- **WHAT TO WORK ON**
Return the records that follow unaltered. Omit every picture.

Start of DATASET RECORDS

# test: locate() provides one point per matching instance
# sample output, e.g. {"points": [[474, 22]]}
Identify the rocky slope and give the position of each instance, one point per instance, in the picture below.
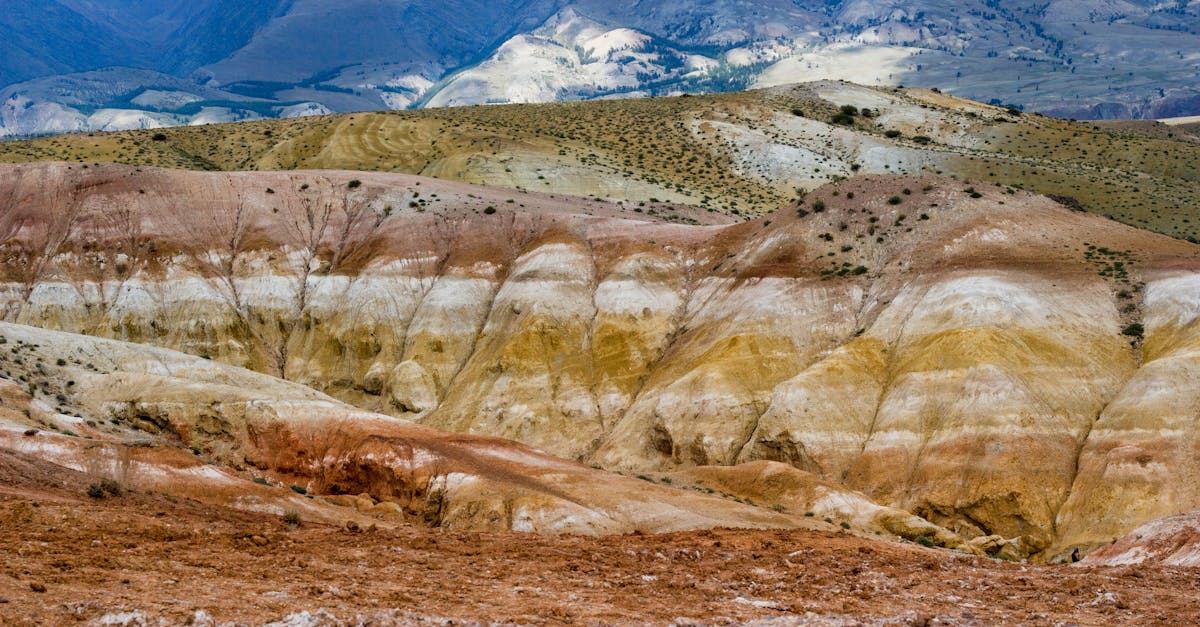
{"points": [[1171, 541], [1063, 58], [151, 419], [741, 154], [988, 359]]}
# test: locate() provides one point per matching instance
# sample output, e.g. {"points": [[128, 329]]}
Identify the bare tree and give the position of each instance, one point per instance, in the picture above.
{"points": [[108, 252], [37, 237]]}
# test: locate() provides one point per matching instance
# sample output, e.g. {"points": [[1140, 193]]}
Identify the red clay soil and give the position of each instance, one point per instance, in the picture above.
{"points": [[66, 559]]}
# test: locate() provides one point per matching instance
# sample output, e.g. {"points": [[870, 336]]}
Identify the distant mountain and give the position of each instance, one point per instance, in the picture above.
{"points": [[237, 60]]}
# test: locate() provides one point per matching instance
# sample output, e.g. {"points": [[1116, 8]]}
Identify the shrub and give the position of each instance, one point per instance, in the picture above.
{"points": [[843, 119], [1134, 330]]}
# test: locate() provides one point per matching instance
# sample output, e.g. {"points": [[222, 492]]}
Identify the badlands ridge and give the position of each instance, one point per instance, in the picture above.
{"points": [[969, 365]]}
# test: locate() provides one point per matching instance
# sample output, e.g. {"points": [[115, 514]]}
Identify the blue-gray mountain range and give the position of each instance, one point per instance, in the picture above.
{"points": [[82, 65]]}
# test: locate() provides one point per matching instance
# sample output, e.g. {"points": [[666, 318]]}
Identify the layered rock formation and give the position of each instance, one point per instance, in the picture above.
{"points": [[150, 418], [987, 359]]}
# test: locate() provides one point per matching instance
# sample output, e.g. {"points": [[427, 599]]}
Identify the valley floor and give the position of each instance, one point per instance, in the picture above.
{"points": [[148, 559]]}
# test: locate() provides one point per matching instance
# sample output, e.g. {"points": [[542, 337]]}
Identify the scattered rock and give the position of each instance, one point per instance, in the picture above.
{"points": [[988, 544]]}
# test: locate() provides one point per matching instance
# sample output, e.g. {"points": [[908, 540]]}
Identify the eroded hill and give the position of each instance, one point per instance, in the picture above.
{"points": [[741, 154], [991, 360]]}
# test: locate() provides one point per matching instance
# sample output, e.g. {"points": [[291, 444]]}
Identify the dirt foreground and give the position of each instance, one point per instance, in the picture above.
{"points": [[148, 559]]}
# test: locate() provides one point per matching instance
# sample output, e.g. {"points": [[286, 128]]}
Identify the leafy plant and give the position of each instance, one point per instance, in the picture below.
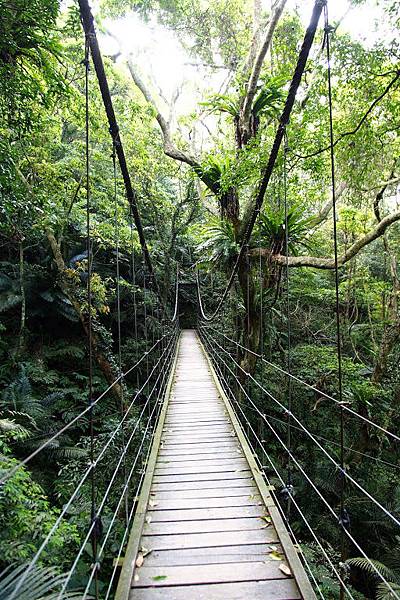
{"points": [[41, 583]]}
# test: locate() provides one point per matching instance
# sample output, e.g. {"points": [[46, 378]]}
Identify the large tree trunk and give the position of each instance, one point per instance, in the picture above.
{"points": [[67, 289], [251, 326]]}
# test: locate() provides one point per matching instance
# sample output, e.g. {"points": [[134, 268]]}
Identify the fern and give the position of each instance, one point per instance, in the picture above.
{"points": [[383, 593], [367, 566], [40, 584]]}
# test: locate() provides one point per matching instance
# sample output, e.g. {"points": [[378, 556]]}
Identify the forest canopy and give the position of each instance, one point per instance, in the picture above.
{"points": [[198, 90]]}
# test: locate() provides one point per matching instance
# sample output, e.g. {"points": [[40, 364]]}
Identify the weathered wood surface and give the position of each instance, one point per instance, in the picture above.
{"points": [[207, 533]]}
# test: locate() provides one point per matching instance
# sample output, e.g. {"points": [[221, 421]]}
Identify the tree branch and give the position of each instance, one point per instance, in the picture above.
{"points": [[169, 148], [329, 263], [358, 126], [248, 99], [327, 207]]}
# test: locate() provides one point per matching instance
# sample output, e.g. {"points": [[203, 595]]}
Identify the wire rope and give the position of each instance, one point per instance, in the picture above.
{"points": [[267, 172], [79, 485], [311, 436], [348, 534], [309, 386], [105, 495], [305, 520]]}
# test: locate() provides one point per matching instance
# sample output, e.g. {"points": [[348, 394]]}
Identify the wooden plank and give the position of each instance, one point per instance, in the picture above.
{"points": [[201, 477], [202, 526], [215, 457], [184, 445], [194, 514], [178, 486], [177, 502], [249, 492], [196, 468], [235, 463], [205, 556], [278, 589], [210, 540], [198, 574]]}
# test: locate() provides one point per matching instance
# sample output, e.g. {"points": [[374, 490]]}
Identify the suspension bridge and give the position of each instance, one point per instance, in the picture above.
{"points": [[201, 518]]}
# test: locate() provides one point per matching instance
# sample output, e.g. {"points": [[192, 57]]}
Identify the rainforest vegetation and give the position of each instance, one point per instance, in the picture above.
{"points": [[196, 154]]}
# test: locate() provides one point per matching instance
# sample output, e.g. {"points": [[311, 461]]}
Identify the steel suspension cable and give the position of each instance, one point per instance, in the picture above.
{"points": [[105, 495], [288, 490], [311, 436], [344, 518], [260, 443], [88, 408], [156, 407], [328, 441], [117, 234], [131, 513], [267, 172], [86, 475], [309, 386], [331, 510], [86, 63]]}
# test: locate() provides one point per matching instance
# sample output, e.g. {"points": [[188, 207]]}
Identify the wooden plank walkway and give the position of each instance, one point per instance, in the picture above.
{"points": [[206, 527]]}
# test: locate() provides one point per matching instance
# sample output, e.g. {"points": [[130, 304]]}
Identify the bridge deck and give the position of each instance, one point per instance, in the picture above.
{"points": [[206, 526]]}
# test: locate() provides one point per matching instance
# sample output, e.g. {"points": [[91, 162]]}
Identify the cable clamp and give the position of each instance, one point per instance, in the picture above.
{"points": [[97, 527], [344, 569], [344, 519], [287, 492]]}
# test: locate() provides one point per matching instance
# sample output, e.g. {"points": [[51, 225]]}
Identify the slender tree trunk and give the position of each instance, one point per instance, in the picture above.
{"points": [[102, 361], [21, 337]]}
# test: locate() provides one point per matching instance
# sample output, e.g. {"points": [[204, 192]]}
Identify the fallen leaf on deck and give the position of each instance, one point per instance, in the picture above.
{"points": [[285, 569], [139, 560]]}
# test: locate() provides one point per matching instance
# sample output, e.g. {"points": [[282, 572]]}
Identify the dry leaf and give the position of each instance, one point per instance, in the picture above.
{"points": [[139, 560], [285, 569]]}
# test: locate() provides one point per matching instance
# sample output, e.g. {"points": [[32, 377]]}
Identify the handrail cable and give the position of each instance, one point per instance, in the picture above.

End of DATASET RECORDS

- **ANSWER SPACE**
# test: locate() provides one point per matching instance
# sample output, e.g. {"points": [[474, 22]]}
Identify the rocky slope and give the position of each instance, one point per instance, in the picture below.
{"points": [[1171, 541], [1063, 58], [151, 419], [741, 154], [988, 359]]}
# test: locate() provides one point per matching instance
# sample output, e.g. {"points": [[128, 329]]}
Identify the bare tree and give the position of each instance, one point per instance, in the picture above.
{"points": [[108, 252], [37, 237]]}
# test: locate() provides one point per matching instance
# sample output, e.g. {"points": [[1140, 193]]}
Identify the red clay soil and give the position of each instance, one point per instance, in the picture above.
{"points": [[66, 559]]}
# test: locate() provides one point per matching instance
# sample output, e.g. {"points": [[870, 336]]}
Identify the distant mountain and give the position of each instance, one point per instance, in the picture above.
{"points": [[237, 60]]}
# test: locate() provides one point per matching instance
# sample output, e.g. {"points": [[1116, 8]]}
Identify the shrub and give the position of each instance, one point per instance, in the picture above.
{"points": [[843, 119], [1134, 330]]}
# test: locate() provides one point per matching instance
# sample output, e.g. {"points": [[222, 492]]}
Identify the badlands ridge and give the position of each instance, one point per instance, in the picture above.
{"points": [[969, 365]]}
# test: locate() provides one point per matching instance
# sample output, e.g. {"points": [[115, 514]]}
Identify the blue-gray mountain range and give the position of each instance, one point per instance, in the picture above.
{"points": [[82, 65]]}
# test: locate() provides one point per matching instance
# sample output, e.g. {"points": [[666, 318]]}
Identify the layered rock formation and give the position of each instance, one point per instance, in the picture above.
{"points": [[150, 418], [987, 359]]}
# test: locate() provides one point per matching instance
# sample output, e.g. {"points": [[427, 599]]}
Identify the valley floor and give the position of each instance, one point per instance, in the picture above.
{"points": [[148, 559]]}
# test: locate() provides one point per matching instance
# sample output, e.g. {"points": [[542, 337]]}
Identify the scattered rock and give the position of each instance, one point per instance, in the picture above.
{"points": [[988, 544]]}
# test: locate() provides one point per matching instance
# sample output, e.g. {"points": [[908, 540]]}
Identify the eroded hill and give the position of each instance, one point per instance, in the picture above.
{"points": [[741, 154], [991, 360]]}
# test: locate() provides one point per matching instance
# sample output, e.g. {"points": [[291, 444]]}
Identify the dirt foreground and give the position of each instance, one point per instance, in the picture above.
{"points": [[148, 559]]}
# test: locate() provides one point per matching instance
# sample output, e.g. {"points": [[286, 128]]}
Identify the leafy plant and give the position of each instance, one point per instance, in the picture below.
{"points": [[41, 583]]}
# test: locate() provides one point per matching instance
# sample output, e.g. {"points": [[46, 378]]}
Identify the large tree trunk and give the position of each instance, one point per instance, in the picture above.
{"points": [[67, 289], [251, 326]]}
# test: locate() provides one point per matching instance
# sample output, e.g. {"points": [[134, 268]]}
Identify the fern and give the position of each instance, one point per instance, in the picture above.
{"points": [[383, 593], [367, 566], [40, 584]]}
# test: locate() provides one point per matching instance
# sample output, e.g. {"points": [[378, 556]]}
Identify the forest canopy and give the position of each instance, one point per instance, in the picture above.
{"points": [[198, 90]]}
# test: locate() provides one point per matching instance
# sample output, e.g. {"points": [[40, 364]]}
Identify the weathered wood surface and give the position of each instance, one point per instance, in the picture above.
{"points": [[207, 533]]}
# test: locate() provides one point per matching instance
# sample output, e.g. {"points": [[221, 421]]}
Identify the tree branch and give the position of each instance, one point per instance, in the picture above.
{"points": [[169, 148], [329, 263], [358, 126], [248, 99], [327, 207]]}
# test: locate() provides one point per matching instance
# sample output, e.g. {"points": [[203, 595]]}
Identify the wire rope and give the position of each instance, one point per instance, in the picture above.
{"points": [[267, 172], [79, 485], [311, 436], [348, 534], [309, 386], [105, 495], [305, 520]]}
# test: locate() provides one point per matching instance
# sample output, e.g. {"points": [[348, 394]]}
Identify the wooden plank and give the position of each instance, one point per instance, in the picture above.
{"points": [[201, 477], [202, 526], [215, 457], [184, 445], [194, 514], [178, 486], [177, 502], [249, 492], [196, 468], [235, 463], [205, 556], [278, 589], [210, 540], [198, 574]]}
# test: locate() provides one point per matching instance
# sample output, e.g. {"points": [[374, 490]]}
Identify the suspension bridge and give the position of each instance, one point per instance, in the picture above.
{"points": [[201, 518]]}
# test: locate() provides one point per matching instance
# sample output, e.g. {"points": [[192, 57]]}
Identify the rainforest vegetation and give the position of each instance, one point per instance, in the picture above.
{"points": [[196, 154]]}
# test: locate() provides one point per matching instance
# sample output, e.g. {"points": [[311, 461]]}
Identify the steel suspension cable and give the position of each instance, one point per instance, in the picture above.
{"points": [[105, 495], [288, 490], [311, 436], [344, 518], [260, 443], [88, 408], [156, 407], [328, 441], [117, 234], [131, 513], [267, 172], [86, 475], [309, 386], [331, 510], [86, 63]]}
# test: locate() provides one point per matching instance
# sample output, e.g. {"points": [[188, 207]]}
Identify the wooden plank walkway and give the position of each instance, one point per instance, in the picture above.
{"points": [[206, 527]]}
# test: locate() provides one point per matching instance
# sample output, e.g. {"points": [[130, 304]]}
Identify the bridge deck and give the position of each instance, one point per instance, in the picture above.
{"points": [[206, 526]]}
# test: locate() provides one point per matching instance
# sample output, e.g. {"points": [[91, 162]]}
Identify the cable clamp and give the position of each instance, one point per instance, in the picture above.
{"points": [[97, 527], [344, 569], [344, 519], [287, 492]]}
# test: locate() provides one point per matching instance
# sample output, e.g. {"points": [[51, 225]]}
Identify the slender tree trunk and give the position of each instance, one point per instance, in the picture above.
{"points": [[102, 361], [21, 337]]}
# test: locate() provides one point per matching instance
# sample output, e.g. {"points": [[204, 192]]}
Identify the fallen leaf on deck and give the position of each instance, one point per instance, in the picture above.
{"points": [[285, 569], [139, 560]]}
# test: locate() provides one point per matching instance
# sample output, e.g. {"points": [[282, 572]]}
Identify the dry leaf and give the position of each instance, one point per instance, in the picture above.
{"points": [[139, 560], [285, 569]]}
# test: locate() provides one point per matching instance
# sample output, e.g. {"points": [[32, 377]]}
Identify the handrail cable and give the position of each instance, one point per instance, in the picture above.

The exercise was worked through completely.